WHAT YOU SHOULD DO
In the forum thread on Iowa electrical licensing below, reproduce word for word the passage starting at "I believe you're" and ending at "(Oct 22, 2012)".

— start EXTRACT —

I live in omaha and had a job to do just outside council bluffs city limits. I have my EC for council bluffs but the state of iowa said i needed to start as an apprentice to get my state card. They wouldnt recognize that ive had my EC in council bluffs,which is in iowa by the way, for the last 4 years and had my JW before that. I said im not trying to recip all i want to do is take the test but they insisted im still a beginner.


----------



## electricmanscott (Feb 11, 2010)

ponyboy said:


> How do guys like that even top out? I've said it before and I'll say it again- I'm very hopeful that the statewide license and REQUIRED apprenticeship in Iowa will scare off the losers and weed out the idiots. Hopeful.



Being un a state with strict licensing and education requirements I can say it won't unfortunately.


----------



## ponyboy (Nov 18, 2012)

jefferyb_2 said:


> The bad thing is that Iowa is issuing the "Unclassified" license to people who can't pass the test and travelers so it's not going to weed anyone out.


I'm aware of this and as far as I know "unclassified" means you can't work unsupervised


----------



## retiredsparktech (Mar 8, 2011)

Big John said:


> It's tough getting people. We hired a guy on a probationary status who had all the right credentials on paper. Needless to say when he accidentally took the ruler out of my combination square and spent 20 minutes trying to put it back together before giving up, it really made me wonder about the value of those credentials.


Those are the kind that make great engineers. Not mechanically inclined at all.


----------



## bkmichael65 (Mar 25, 2013)

ponyboy said:


> How do guys like that even top out? I've said it before and I'll say it again- I'm very hopeful that the statewide license and REQUIRED apprenticeship in Iowa will scare off the losers and weed out the idiots. Hopeful.


Apprenticeships and licensing has never weeded out the losers and idiots. Electrical licensing exams, for the most part, just verify that you know how to look up something in a book. I think they need to have a simulator for testing where you can get electrocuted, blown up or burn a building down when you do something wrong


----------



## jefferyb_2 (Nov 11, 2013)

ponyboy said:


> I'm aware of this and as far as I know "unclassified" means you can't work unsupervised



I believe you're correct but who is policing this? There aren't enough inspectors to visit every job site. I've only been on 1 job where a state inspector came and checked licenses, and the only city inspector that's checked licenses on jobs I've been on is Davenport.


----------



## pete87 (Oct 22, 2012)

— end EXTRACT —
— start INFORMATION SHOWN —

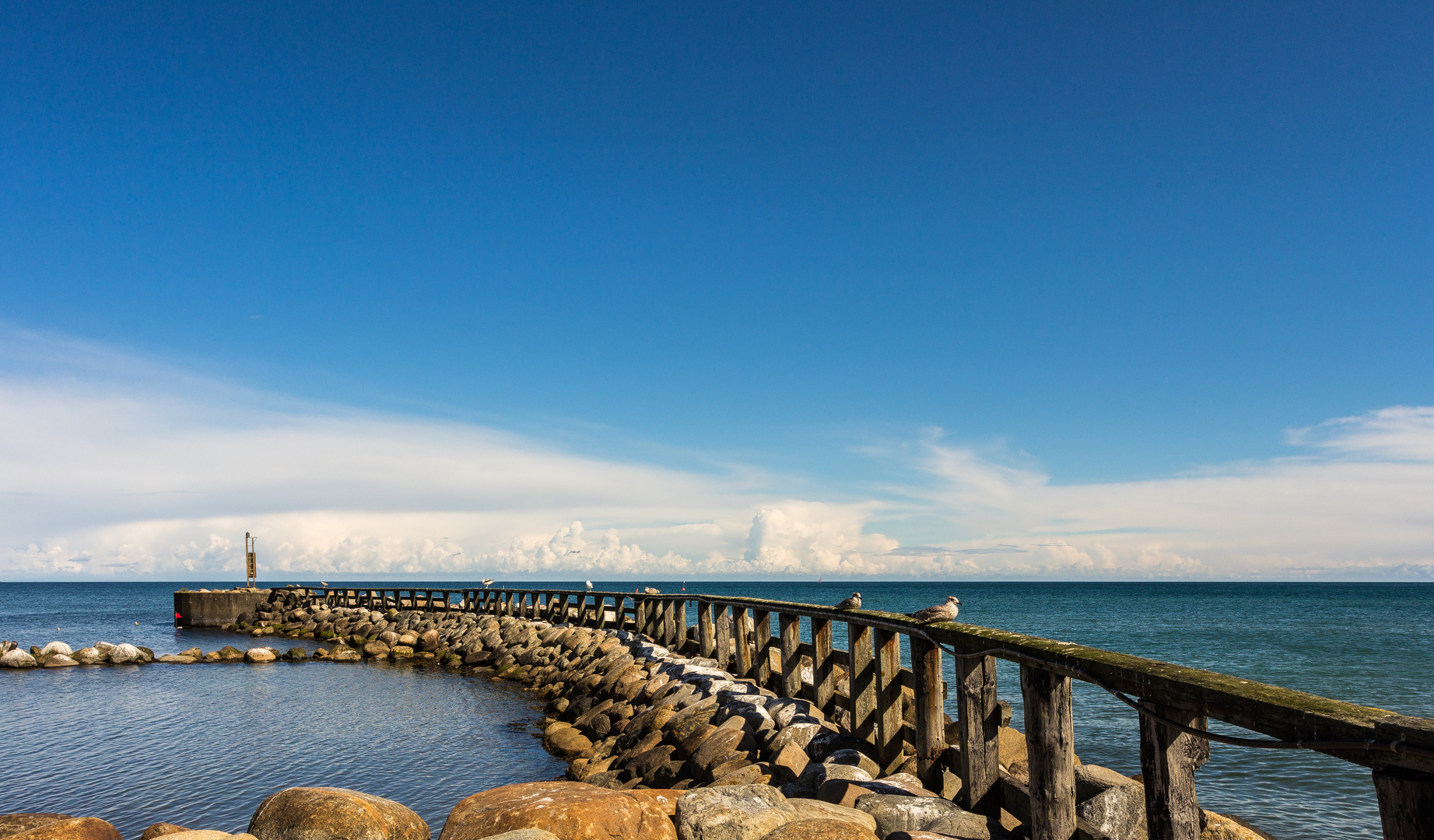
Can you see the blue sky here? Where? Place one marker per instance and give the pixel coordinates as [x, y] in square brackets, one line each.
[791, 253]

— end INFORMATION SHOWN —

EXERCISE SOLUTION
I believe you're correct but who is policing this? There aren't enough inspectors to visit every job site. I've only been on 1 job where a state inspector came and checked licenses, and the only city inspector that's checked licenses on jobs I've been on is Davenport.


----------



## pete87 (Oct 22, 2012)